TEXT BLOCK:
▬▬▬▬▬▬

# Regression Overview
***

## Simple Linear Regression

Suppose that we have data $\mathcal{D}:=\{(x_i,y_i):i \in \{1,\dots,n\}\}$ where $\{(x_i,y_i)\}_{i=1}^n$ are observed values of random variables $\{Y_i\}_{i=1}^n$ and $\{X_i\}_{i=1}^n$ respectively, satisfying the relationship
\begin{equation}
    Y_i = \beta_0 + \beta_1 X_i + \varepsilon_i.
\end{equation}
Here, $\{\varepsilon_i\}_{i=1}^n$ are uncorrelated mean zero random variables with common variance $\sigma^2$, which we call *random errors*. 
***
**Definition:** For random variables $Y$ and $X$ we define the *population regression function* (or merely the regression) of $Y$ with respect to $X$ as the function $f:\mathbb{R} \to \mathbb{R}$ such that 
\begin{equation*}
    f(x) = \mathbb{E}\left[ Y | X = x \right].
\end{equation*}
***
In general, the word *regression* is used in statistics to signify a relationship between variables. From equation $(1)$, we can see that the regression function of any $Y_i$ with respect to $X_i$ is of the form 
\begin{equation*}
    \mathbb{E}\left[ Y_i | X_i = x_i \right]  = \beta_0 + \beta_1 x_i,
\end{equation*}
which is a linear function of $x_i$. Thus, equation (1) defines a *linear regression*. One main purpose of regression is to predict $Y_i$ from of instances of $X_i$, and so it is common to refer to $Y_i$ as the response variable and $X_i$ as the predictor variable. The quantities $\beta_0$ and $\beta_1$ are called the *intercept* and *slope*, respectively, and are assumed to be fixed and unknown. Together they are known as the model *coefficients* or *parameters*. It is these unknown parameters that we wish to estimate, so that we can describe the relationship between the $Y_i$ and $X_i$.

***
**Definition:** Let $\mathcal{D}:=\{(x_i,y_i):i \in \{1,\dots,n\}\}$.

▬▬▬▬▬▬

SUPPLIED ENTRIES:
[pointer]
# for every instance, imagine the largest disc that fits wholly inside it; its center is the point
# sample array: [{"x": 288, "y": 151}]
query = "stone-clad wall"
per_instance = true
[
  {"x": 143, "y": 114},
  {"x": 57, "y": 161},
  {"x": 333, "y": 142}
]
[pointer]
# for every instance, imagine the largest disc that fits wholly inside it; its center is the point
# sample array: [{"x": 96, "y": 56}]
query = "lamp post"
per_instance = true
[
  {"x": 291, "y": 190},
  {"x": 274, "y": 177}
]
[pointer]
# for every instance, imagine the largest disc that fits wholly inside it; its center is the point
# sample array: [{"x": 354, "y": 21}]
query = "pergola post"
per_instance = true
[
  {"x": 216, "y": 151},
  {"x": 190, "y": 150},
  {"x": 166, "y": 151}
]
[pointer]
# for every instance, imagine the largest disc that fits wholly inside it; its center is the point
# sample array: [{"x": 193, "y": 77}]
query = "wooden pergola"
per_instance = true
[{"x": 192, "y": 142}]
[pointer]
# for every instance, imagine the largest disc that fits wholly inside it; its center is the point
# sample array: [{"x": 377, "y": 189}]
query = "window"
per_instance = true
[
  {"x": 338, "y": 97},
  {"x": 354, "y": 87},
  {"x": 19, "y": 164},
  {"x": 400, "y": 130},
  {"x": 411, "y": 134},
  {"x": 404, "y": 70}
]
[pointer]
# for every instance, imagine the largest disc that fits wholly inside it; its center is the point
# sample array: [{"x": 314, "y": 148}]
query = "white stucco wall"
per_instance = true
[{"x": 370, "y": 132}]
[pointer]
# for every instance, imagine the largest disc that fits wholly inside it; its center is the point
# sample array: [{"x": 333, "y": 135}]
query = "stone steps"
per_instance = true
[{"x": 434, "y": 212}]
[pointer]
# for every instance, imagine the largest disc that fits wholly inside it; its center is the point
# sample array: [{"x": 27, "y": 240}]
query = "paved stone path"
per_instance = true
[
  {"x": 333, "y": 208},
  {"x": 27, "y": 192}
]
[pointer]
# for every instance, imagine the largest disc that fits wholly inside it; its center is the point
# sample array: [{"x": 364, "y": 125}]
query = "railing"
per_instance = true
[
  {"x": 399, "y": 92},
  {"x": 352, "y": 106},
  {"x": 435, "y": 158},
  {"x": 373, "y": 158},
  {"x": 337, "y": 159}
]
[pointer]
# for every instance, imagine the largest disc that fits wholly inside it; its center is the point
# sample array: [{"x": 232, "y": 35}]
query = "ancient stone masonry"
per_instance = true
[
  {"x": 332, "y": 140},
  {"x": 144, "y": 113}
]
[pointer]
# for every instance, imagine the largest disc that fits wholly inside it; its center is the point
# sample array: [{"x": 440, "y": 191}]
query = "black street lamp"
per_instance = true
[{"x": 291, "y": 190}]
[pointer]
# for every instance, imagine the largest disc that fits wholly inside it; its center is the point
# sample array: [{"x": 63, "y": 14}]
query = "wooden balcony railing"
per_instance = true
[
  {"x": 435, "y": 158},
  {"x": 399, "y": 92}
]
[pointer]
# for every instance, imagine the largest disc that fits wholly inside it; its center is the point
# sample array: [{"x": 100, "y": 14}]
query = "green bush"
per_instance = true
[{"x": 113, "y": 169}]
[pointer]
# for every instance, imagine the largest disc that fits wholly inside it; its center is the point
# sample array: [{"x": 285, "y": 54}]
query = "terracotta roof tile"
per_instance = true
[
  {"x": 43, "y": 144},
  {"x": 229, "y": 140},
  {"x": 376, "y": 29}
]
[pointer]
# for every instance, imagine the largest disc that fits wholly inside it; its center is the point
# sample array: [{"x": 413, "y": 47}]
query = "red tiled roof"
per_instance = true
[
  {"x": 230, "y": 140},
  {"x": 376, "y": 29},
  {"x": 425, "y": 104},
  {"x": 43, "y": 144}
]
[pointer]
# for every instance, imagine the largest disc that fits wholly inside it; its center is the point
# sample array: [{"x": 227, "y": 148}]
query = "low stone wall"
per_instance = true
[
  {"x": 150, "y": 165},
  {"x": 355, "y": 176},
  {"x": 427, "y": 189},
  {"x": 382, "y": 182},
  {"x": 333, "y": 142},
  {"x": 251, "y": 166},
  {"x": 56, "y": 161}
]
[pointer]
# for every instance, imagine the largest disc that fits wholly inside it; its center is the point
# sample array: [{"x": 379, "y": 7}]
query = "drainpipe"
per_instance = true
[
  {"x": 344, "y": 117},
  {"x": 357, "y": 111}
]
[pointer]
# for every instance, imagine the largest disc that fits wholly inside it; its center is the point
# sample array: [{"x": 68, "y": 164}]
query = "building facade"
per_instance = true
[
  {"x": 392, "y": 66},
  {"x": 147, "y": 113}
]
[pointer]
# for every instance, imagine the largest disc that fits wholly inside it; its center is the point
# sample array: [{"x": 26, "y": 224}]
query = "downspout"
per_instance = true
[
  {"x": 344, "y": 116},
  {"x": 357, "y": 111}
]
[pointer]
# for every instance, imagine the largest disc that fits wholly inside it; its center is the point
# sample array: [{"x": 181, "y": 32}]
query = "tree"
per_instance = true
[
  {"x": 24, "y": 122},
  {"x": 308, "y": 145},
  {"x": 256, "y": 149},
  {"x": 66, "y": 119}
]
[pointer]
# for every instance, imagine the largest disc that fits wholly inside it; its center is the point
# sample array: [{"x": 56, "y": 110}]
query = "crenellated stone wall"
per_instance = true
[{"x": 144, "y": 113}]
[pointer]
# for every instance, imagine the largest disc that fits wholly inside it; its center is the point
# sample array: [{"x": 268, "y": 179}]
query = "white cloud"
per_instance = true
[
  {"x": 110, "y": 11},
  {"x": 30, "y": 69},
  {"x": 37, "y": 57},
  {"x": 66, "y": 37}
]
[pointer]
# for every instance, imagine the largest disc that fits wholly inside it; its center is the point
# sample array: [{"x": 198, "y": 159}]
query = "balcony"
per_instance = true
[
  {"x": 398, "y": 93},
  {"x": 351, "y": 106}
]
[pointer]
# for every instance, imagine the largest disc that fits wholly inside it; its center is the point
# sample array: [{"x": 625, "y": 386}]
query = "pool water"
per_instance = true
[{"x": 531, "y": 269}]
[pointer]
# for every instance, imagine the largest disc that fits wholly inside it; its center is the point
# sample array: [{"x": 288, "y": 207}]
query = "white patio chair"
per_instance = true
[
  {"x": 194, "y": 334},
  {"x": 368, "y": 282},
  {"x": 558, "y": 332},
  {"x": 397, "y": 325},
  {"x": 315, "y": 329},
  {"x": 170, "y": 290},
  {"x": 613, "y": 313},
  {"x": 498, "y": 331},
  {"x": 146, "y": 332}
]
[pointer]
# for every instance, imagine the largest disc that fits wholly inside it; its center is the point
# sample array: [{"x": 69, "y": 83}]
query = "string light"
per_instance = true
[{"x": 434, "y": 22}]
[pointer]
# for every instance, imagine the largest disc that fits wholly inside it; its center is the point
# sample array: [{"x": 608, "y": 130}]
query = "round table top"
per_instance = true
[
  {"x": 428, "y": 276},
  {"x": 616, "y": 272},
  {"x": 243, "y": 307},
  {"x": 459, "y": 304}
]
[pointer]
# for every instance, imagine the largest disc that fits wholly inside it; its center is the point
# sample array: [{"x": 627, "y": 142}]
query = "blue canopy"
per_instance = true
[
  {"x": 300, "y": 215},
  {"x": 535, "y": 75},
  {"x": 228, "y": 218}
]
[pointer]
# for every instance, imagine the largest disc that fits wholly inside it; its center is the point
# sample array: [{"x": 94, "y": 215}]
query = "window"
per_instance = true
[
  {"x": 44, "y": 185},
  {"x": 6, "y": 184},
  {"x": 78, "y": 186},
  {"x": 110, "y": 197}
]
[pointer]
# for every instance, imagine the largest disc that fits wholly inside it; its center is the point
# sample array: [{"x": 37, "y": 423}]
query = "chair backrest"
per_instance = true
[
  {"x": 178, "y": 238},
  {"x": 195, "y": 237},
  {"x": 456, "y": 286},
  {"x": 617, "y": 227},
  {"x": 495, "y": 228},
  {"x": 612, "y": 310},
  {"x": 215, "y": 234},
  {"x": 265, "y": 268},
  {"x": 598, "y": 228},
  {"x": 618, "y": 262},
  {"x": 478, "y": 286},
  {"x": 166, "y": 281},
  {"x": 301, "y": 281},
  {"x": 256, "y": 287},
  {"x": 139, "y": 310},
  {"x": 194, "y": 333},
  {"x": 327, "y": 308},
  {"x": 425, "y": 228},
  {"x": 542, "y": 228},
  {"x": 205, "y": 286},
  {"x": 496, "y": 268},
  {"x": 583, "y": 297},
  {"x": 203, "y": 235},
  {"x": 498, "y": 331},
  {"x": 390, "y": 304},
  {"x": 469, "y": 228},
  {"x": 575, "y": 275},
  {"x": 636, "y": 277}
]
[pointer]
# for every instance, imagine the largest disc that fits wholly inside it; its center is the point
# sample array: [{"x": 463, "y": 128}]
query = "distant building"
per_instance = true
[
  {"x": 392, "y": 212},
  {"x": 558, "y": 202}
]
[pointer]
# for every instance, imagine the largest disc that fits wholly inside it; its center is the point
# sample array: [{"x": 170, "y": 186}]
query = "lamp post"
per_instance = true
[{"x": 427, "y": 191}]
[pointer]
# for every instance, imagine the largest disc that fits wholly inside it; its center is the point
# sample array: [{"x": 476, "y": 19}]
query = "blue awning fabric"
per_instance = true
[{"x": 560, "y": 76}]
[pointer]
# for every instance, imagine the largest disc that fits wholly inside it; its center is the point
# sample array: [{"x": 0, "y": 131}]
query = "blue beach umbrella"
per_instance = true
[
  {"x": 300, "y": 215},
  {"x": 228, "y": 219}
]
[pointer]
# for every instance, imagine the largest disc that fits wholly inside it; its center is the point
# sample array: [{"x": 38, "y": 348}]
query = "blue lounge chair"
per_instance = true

▬▬▬▬▬▬

TASK STATEMENT: What does the regression overview call the quantities β0 and β1? The material is separate from the regression overview.

TASK SOLUTION: The intercept and the slope, respectively.